- Data under study
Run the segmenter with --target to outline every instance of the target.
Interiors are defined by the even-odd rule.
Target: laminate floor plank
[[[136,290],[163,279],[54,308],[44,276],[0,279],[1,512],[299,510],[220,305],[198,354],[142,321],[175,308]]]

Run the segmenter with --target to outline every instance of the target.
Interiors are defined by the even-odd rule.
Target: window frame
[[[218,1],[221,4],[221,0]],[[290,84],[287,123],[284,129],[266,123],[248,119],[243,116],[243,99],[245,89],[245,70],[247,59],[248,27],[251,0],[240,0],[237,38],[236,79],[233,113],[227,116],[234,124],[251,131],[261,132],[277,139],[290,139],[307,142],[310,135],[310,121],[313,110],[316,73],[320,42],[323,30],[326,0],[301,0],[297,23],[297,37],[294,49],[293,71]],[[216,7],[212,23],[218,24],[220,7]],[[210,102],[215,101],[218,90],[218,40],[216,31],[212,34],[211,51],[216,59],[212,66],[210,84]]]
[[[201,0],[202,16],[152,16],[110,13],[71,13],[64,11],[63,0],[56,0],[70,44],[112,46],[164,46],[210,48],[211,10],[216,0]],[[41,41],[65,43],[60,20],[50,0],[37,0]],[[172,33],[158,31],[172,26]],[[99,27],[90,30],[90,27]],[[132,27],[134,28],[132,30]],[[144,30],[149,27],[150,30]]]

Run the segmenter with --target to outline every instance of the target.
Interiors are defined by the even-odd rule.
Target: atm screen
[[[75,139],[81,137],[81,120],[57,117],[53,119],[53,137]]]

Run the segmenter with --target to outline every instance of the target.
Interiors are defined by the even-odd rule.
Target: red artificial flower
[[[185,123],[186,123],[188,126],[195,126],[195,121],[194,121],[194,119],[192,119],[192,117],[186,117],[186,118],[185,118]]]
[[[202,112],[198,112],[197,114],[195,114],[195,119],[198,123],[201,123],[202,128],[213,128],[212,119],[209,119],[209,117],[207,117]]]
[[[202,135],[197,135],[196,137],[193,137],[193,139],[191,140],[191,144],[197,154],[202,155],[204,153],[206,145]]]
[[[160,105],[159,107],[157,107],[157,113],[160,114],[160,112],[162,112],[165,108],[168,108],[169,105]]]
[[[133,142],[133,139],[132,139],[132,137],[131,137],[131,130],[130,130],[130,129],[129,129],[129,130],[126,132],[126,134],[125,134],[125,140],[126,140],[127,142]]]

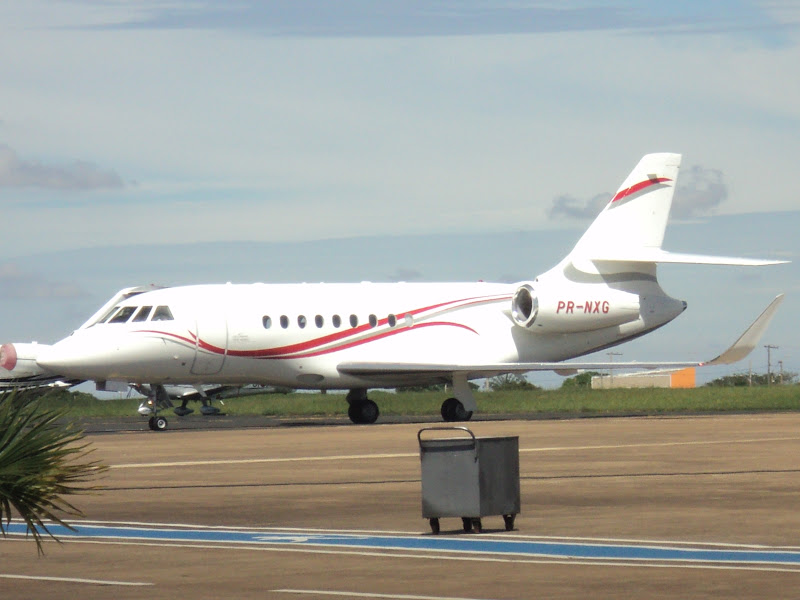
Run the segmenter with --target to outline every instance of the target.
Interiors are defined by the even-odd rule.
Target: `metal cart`
[[[461,435],[424,438],[428,431]],[[461,517],[464,531],[480,533],[482,517],[502,515],[506,531],[514,529],[520,512],[518,437],[476,438],[466,427],[424,427],[417,440],[422,517],[433,533],[439,533],[442,517]]]

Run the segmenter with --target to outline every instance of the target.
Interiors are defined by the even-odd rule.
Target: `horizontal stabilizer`
[[[667,252],[661,248],[637,248],[636,250],[614,249],[594,253],[587,257],[594,262],[675,263],[685,265],[733,265],[739,267],[763,267],[781,265],[789,261],[761,258],[738,258],[735,256],[708,256],[705,254],[683,254]]]

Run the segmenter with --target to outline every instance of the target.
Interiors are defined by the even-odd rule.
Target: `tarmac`
[[[72,497],[85,518],[42,557],[11,524],[0,596],[800,597],[800,414],[470,422],[519,437],[522,511],[439,535],[431,423],[170,421],[87,435],[105,489]]]

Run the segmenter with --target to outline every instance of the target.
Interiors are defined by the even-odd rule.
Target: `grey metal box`
[[[425,439],[426,431],[462,435]],[[503,515],[513,527],[520,511],[518,437],[476,438],[466,427],[426,427],[417,439],[424,518],[462,517],[466,528],[466,519]]]

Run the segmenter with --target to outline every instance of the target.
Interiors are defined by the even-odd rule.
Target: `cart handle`
[[[422,429],[420,429],[417,432],[417,441],[419,442],[420,447],[422,446],[422,432],[423,431],[466,431],[470,435],[470,437],[472,438],[472,444],[474,446],[478,445],[478,442],[475,439],[475,434],[472,433],[466,427],[460,427],[460,426],[455,426],[455,427],[423,427]]]

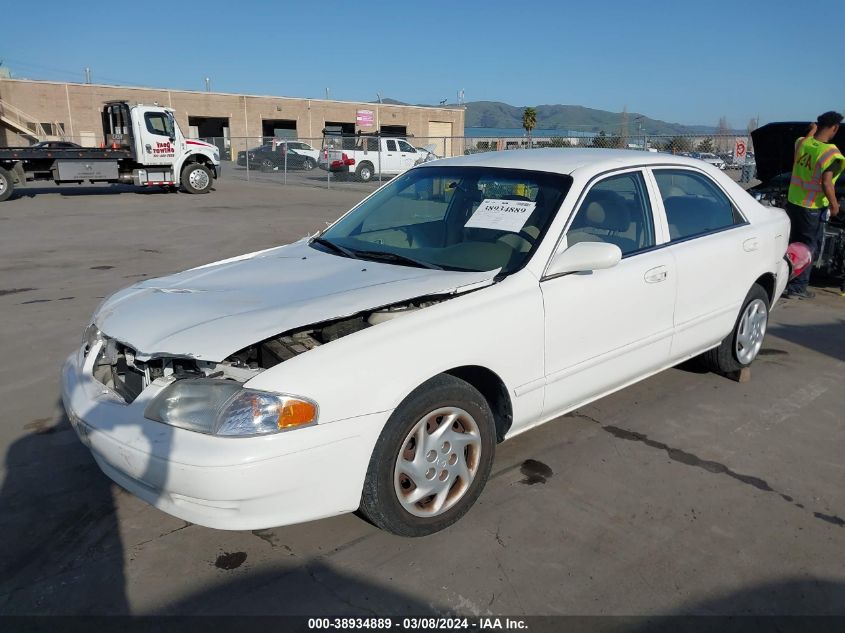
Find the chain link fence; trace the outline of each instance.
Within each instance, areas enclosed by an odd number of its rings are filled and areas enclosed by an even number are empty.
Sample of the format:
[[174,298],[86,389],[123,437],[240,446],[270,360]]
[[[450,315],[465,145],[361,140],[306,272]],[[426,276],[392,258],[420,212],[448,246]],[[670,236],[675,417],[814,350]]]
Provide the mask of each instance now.
[[[97,138],[62,137],[83,147]],[[388,137],[326,134],[316,138],[208,137],[220,150],[223,178],[282,185],[372,190],[420,163],[539,148],[602,148],[663,152],[711,163],[745,186],[755,184],[751,139],[736,134],[648,135],[561,132],[560,136]]]
[[600,148],[689,156],[724,170],[743,184],[754,182],[748,136],[570,134],[543,137],[386,137],[203,139],[229,158],[224,173],[242,180],[321,187],[372,189],[420,163],[478,154],[539,148]]

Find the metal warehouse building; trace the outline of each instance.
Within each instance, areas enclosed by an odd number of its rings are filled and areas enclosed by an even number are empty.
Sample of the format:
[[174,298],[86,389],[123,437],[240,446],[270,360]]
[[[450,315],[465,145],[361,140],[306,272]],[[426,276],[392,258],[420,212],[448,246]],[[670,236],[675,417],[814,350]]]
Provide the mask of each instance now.
[[[349,134],[360,131],[431,137],[430,142],[440,146],[442,155],[451,153],[449,137],[464,134],[462,108],[0,77],[0,146],[26,146],[35,141],[57,139],[97,146],[103,141],[100,118],[103,103],[116,100],[172,107],[187,136],[220,139],[218,144],[226,147],[230,139],[319,139],[327,129]],[[436,138],[442,140],[438,142]]]

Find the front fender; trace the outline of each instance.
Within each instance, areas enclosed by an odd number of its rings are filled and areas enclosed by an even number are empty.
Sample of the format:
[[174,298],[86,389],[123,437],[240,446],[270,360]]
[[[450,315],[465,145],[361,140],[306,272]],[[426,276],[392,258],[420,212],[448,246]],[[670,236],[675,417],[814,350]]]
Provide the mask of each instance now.
[[311,398],[327,423],[391,410],[432,376],[477,365],[505,383],[516,427],[542,407],[542,390],[517,397],[516,389],[542,379],[543,336],[539,284],[523,270],[314,348],[247,386]]

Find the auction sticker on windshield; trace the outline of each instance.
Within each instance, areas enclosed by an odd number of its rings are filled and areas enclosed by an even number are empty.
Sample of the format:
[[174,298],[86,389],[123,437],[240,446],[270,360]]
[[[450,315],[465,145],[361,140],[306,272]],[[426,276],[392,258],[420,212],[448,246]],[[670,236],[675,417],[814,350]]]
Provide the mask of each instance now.
[[519,233],[536,206],[536,202],[528,200],[488,198],[481,201],[464,226],[468,229],[496,229]]

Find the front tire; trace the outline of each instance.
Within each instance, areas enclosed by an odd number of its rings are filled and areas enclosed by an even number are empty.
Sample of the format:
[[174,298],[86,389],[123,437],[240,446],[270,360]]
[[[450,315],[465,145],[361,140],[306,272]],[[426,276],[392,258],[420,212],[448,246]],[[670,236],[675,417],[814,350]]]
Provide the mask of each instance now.
[[704,362],[722,374],[749,367],[763,347],[768,323],[769,295],[762,286],[754,284],[745,297],[733,332],[718,347],[704,352]]
[[313,158],[306,158],[305,162],[302,163],[302,169],[304,169],[305,171],[311,171],[316,166],[317,166],[317,163],[314,162]]
[[188,193],[208,193],[214,178],[211,170],[200,163],[191,163],[182,170],[182,186]]
[[15,183],[12,174],[0,167],[0,202],[8,200],[15,191]]
[[470,509],[490,475],[493,412],[468,382],[442,374],[415,389],[370,458],[361,512],[399,536],[427,536]]

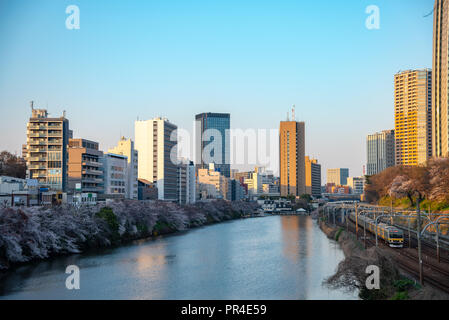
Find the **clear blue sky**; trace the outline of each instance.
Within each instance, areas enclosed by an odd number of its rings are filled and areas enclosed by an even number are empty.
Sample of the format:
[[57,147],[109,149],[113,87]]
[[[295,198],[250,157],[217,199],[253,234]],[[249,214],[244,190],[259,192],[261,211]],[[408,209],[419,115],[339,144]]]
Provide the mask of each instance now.
[[0,0],[0,149],[20,153],[30,100],[103,150],[138,116],[278,128],[295,104],[306,153],[360,175],[365,136],[394,126],[394,74],[431,67],[433,2]]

- Exercise description
Each line from the one containing "Find the **clear" to the last line of the material above should be reproduced word for word, with nothing added.

- Written answer
Find the **clear blue sky**; trace the outline of each instance.
Within each instance, areas enclosed by an odd number of its rings are filled and areas enclosed by an even number are empty.
Sample of the format:
[[57,147],[109,149],[113,87]]
[[[295,198],[250,157],[217,199],[253,234]],[[249,214],[244,190],[259,192],[261,211]],[[408,209],[419,115],[339,144]]]
Provide the mask of each instance now.
[[0,0],[0,149],[20,153],[30,100],[103,150],[138,116],[278,128],[295,104],[306,153],[360,175],[365,136],[394,126],[394,74],[431,67],[433,2]]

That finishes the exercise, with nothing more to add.